■ **Natural-language object grounding data**
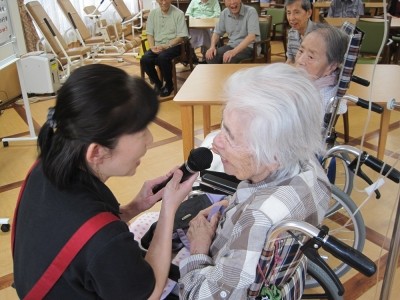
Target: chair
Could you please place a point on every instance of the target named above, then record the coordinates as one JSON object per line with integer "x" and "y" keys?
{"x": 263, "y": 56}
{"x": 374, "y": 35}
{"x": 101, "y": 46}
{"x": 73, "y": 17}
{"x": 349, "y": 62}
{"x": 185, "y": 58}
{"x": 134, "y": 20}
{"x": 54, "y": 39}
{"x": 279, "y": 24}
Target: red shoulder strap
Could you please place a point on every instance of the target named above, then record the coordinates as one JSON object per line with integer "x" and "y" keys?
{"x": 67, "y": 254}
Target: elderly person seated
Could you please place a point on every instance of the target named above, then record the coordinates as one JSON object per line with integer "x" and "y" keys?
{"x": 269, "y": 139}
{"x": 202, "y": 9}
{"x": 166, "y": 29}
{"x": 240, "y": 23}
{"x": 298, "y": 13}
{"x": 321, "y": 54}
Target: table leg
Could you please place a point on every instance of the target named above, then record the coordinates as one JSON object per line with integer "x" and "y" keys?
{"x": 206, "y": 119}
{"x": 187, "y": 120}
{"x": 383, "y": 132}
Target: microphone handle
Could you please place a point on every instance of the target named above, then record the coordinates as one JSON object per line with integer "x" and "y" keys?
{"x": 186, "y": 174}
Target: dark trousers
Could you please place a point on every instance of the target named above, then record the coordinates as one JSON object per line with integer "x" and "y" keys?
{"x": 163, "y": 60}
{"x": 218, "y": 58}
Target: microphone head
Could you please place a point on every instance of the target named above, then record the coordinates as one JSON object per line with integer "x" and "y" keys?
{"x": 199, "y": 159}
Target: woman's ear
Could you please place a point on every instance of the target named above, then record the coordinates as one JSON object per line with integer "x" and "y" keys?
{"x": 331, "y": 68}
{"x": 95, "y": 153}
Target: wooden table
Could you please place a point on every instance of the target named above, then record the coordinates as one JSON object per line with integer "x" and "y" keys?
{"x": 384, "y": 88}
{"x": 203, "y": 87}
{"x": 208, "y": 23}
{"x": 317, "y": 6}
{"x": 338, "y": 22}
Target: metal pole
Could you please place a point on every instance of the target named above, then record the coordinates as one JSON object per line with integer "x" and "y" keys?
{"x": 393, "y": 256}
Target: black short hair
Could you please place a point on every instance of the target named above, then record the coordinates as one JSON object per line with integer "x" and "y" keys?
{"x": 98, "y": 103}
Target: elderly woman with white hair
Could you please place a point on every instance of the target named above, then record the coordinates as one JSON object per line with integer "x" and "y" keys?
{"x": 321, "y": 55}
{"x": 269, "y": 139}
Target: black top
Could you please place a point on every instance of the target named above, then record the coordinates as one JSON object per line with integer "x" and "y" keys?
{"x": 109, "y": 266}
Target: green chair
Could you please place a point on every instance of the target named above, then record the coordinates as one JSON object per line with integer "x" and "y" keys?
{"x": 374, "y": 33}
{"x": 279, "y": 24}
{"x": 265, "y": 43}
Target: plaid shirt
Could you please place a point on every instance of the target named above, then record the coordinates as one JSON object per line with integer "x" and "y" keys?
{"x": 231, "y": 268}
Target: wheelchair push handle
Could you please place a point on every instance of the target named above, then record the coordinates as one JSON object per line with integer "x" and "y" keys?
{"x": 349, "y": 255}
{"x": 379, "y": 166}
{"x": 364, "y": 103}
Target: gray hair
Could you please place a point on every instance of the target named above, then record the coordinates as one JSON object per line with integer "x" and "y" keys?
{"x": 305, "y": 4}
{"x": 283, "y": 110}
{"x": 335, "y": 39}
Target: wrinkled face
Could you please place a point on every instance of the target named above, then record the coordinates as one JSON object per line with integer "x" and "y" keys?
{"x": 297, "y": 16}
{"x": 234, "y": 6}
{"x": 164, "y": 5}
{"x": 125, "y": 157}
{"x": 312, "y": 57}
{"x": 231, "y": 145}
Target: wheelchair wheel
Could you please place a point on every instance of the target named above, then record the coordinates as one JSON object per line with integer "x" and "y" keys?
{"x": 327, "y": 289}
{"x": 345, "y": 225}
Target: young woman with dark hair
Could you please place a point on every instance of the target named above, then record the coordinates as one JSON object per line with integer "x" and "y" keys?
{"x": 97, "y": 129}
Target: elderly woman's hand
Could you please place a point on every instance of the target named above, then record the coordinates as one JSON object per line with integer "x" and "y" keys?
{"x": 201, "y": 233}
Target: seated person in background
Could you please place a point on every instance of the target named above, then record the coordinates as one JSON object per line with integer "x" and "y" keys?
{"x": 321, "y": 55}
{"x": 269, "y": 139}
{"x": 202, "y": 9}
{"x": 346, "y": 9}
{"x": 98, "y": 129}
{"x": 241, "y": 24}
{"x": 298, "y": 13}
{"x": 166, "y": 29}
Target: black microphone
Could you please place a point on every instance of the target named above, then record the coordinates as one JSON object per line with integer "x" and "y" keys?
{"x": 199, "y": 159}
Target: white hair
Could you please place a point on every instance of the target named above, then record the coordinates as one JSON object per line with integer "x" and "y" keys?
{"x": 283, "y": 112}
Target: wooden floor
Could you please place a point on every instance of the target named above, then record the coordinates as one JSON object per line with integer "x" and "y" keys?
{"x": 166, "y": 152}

--

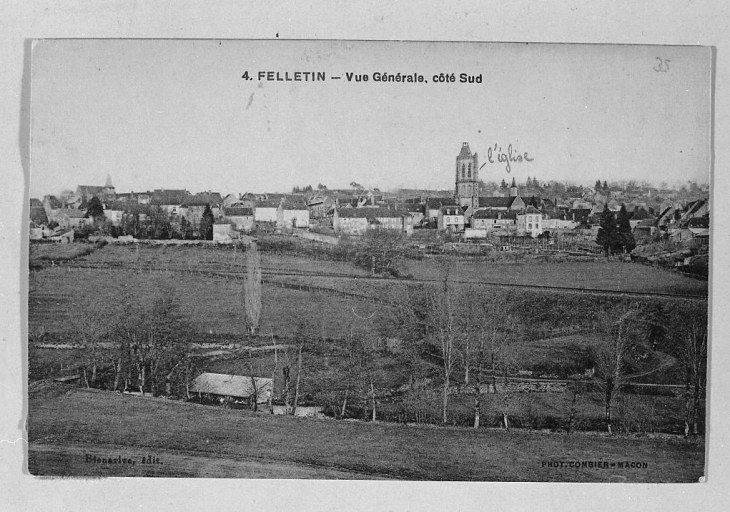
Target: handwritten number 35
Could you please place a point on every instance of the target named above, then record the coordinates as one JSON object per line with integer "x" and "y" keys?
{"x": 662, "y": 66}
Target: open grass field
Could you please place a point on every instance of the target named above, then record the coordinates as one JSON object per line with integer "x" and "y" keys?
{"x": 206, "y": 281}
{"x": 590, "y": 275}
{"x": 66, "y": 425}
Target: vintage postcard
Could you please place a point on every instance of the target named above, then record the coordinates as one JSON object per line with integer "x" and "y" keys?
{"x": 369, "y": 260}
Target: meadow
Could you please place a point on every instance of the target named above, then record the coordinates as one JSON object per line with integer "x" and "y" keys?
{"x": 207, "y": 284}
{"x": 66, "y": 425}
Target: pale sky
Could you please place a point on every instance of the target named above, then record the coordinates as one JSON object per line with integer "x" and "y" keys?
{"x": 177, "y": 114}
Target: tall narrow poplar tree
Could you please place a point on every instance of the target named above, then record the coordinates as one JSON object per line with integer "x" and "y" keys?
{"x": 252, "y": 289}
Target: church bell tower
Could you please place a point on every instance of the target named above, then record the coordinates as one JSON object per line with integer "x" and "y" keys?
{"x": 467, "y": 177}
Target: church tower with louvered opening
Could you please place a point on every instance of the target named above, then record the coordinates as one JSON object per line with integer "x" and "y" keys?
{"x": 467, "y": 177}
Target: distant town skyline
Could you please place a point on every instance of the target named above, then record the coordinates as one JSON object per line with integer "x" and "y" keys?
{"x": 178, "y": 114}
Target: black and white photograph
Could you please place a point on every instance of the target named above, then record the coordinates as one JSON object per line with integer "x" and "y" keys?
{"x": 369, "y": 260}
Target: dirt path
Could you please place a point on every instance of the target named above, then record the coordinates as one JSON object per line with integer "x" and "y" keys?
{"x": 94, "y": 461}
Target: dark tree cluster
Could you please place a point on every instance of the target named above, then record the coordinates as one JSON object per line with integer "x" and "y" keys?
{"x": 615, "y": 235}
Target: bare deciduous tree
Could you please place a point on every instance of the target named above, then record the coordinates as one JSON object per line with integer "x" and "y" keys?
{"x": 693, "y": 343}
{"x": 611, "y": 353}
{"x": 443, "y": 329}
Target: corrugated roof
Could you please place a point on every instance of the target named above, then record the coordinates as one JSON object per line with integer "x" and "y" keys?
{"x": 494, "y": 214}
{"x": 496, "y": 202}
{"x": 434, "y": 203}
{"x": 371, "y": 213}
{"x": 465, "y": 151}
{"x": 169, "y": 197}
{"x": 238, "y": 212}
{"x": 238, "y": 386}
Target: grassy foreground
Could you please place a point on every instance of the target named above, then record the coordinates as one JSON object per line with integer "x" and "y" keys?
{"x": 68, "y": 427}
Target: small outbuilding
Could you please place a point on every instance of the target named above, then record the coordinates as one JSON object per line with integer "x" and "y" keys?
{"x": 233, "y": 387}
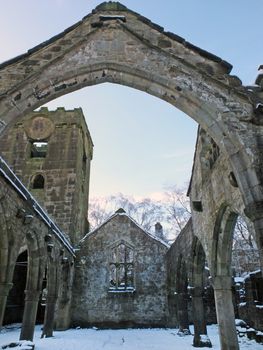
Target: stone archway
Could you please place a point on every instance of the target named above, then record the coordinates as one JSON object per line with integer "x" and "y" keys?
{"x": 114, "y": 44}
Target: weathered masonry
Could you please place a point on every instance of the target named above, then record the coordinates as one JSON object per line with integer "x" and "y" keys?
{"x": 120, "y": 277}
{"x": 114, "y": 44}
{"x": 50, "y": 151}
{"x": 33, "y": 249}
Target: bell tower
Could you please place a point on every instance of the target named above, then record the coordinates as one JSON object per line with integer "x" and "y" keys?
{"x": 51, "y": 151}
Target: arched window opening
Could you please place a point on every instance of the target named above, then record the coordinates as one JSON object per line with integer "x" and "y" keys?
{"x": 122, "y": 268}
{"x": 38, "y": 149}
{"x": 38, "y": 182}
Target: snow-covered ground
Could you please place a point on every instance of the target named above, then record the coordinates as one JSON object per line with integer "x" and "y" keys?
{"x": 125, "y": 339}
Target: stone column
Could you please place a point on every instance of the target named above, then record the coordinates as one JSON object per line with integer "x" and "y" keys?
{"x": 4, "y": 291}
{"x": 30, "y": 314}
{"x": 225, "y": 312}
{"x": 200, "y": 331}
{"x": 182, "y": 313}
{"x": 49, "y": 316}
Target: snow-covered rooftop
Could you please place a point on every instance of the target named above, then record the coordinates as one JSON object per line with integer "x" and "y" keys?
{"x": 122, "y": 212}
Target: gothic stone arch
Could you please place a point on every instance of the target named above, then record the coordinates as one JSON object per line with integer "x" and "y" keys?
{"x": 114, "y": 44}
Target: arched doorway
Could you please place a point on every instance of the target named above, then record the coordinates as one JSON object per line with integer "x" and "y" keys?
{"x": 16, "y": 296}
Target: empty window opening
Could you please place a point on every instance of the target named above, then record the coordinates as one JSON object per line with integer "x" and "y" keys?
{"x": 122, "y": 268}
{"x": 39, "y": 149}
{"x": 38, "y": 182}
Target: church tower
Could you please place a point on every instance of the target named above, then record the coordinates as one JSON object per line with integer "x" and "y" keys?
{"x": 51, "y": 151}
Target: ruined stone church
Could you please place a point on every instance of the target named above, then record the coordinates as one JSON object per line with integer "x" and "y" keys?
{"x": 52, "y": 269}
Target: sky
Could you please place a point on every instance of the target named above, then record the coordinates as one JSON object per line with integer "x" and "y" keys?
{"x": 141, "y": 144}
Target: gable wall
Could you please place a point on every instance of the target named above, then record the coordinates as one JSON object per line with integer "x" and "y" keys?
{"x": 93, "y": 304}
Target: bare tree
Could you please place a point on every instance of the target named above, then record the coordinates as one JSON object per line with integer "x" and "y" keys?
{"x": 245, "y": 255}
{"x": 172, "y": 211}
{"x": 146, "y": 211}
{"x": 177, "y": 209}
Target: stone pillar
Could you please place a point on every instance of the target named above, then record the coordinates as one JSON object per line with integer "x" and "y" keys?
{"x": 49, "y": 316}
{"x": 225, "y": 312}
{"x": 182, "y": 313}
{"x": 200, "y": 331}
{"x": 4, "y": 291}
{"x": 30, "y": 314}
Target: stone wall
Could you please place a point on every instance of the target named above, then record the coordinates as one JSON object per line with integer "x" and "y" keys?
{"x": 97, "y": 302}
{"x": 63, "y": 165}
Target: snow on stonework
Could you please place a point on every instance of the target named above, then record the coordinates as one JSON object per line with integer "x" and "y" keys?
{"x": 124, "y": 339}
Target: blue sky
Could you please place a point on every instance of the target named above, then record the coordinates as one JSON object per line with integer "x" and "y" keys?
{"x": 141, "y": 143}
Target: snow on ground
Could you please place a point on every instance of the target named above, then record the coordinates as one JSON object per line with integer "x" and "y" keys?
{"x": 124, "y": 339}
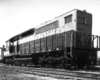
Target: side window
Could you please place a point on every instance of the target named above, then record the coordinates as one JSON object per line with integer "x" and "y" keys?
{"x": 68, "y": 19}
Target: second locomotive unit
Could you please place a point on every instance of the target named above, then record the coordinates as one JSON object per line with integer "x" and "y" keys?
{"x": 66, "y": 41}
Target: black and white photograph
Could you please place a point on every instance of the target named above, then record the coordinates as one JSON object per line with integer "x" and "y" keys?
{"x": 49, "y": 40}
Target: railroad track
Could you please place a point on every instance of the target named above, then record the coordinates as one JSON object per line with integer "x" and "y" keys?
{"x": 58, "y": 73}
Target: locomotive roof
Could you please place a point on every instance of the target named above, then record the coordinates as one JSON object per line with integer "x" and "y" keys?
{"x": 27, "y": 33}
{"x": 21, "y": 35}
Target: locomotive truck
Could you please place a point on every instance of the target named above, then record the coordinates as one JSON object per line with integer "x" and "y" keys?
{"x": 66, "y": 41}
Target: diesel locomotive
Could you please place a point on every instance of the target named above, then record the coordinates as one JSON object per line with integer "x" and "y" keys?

---

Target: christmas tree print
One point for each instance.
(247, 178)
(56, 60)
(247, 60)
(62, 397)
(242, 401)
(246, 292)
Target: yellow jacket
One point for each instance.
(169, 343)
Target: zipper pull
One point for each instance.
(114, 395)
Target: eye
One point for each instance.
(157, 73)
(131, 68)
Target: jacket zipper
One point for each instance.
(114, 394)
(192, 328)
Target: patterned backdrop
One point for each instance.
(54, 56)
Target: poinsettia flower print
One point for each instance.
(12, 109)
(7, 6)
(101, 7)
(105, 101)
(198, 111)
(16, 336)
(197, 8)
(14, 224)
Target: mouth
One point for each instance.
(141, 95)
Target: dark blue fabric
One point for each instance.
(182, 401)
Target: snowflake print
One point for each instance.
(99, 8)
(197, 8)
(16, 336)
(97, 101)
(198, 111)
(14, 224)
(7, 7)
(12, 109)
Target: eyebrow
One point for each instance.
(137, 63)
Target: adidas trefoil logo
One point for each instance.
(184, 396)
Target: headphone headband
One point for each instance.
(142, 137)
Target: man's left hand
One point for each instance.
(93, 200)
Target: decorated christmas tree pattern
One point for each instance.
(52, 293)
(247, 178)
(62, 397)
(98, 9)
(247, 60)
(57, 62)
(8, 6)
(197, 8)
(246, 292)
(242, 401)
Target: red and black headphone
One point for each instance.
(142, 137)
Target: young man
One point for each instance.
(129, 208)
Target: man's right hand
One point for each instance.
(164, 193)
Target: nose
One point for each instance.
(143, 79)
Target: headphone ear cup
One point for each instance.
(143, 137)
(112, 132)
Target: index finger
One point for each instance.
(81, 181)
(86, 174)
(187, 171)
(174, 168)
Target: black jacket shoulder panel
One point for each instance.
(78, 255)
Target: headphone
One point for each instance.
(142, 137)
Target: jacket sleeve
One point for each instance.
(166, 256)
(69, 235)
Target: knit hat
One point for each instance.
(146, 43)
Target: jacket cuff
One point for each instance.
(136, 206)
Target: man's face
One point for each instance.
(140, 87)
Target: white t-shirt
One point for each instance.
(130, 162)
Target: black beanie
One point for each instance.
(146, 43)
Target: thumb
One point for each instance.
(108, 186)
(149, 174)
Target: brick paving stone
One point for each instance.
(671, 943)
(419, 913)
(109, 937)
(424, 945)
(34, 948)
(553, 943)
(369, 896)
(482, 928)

■ **Aim of the task**
With pictures omitted, repeat the entries above word for word from the line holding "Target: bare deciduous tree" down to the line holding "Target: bell tower", keeping both of those lines.

■ **Answer area**
Target: bare deciduous tree
Could you please place a point on every instance of the target named above, then record the coordinates as one JSON object per line with integer "x" and "y" keys?
{"x": 693, "y": 343}
{"x": 611, "y": 353}
{"x": 443, "y": 329}
Target: corrugated roof
Could you please place a point on every instance of the target named above, then record the coordinates as one JSON object per line with integer "x" and "y" keys?
{"x": 494, "y": 214}
{"x": 496, "y": 202}
{"x": 434, "y": 203}
{"x": 371, "y": 213}
{"x": 465, "y": 151}
{"x": 169, "y": 197}
{"x": 238, "y": 212}
{"x": 238, "y": 386}
Target: grassy foreground
Could you please place a point on every instance of the target named above, then record the coordinates as one JSON object per line with integer "x" and "y" keys?
{"x": 68, "y": 427}
Target: small outbuilding
Could you please place a point on every instance of the target named above, then record the coordinates as one JSON object per line with integer "x" and "y" keys?
{"x": 233, "y": 387}
Target: stone archway
Could you please place a point on every instance of the target named above, then record the coordinates as one JSON object per line with integer "x" and "y" keys?
{"x": 114, "y": 44}
Target: weathered masonry
Could you please place a point on every instance of the target named above, then record the coordinates as one JSON object per line with integer "x" and "y" keys?
{"x": 120, "y": 277}
{"x": 114, "y": 44}
{"x": 50, "y": 151}
{"x": 33, "y": 249}
Target: bell tower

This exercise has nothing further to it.